Named region outline items:
-=-=-=-=-

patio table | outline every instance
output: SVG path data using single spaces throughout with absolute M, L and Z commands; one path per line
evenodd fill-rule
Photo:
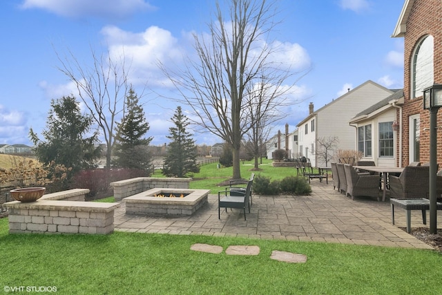
M 354 168 L 359 170 L 377 172 L 383 178 L 384 182 L 383 191 L 382 193 L 382 201 L 385 201 L 387 195 L 387 184 L 388 183 L 388 175 L 390 173 L 401 173 L 403 171 L 403 167 L 383 167 L 380 166 L 354 166 Z
M 329 184 L 329 171 L 332 171 L 332 167 L 318 167 L 318 170 L 319 171 L 319 174 L 323 175 L 325 174 L 325 181 L 326 183 Z
M 407 210 L 407 232 L 411 233 L 412 210 L 422 210 L 422 222 L 427 224 L 427 210 L 430 210 L 430 200 L 420 199 L 390 199 L 392 204 L 392 222 L 394 224 L 394 205 Z M 436 202 L 437 210 L 442 210 L 442 203 Z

-=-=-=-=-

Update all the items above so that "evenodd" becomes "nonzero", keeping every other word and line the same. Omit the pictures from your answer.

patio table | outline every instance
output: SVG path data using single spaces throughout with absolute M, L and Z commands; one path per line
nonzero fill-rule
Photo:
M 354 168 L 359 170 L 377 172 L 383 178 L 384 182 L 383 191 L 382 193 L 382 201 L 385 201 L 387 195 L 387 184 L 388 183 L 388 175 L 390 173 L 401 173 L 403 171 L 403 167 L 383 167 L 380 166 L 354 166 Z
M 329 184 L 329 171 L 332 171 L 332 167 L 318 167 L 318 170 L 319 171 L 319 174 L 323 175 L 325 174 L 325 181 L 326 183 Z
M 407 210 L 407 232 L 411 233 L 412 210 L 422 210 L 422 222 L 427 224 L 427 210 L 430 210 L 430 200 L 420 199 L 390 199 L 392 204 L 392 222 L 394 224 L 394 205 Z M 436 202 L 437 210 L 442 210 L 442 203 Z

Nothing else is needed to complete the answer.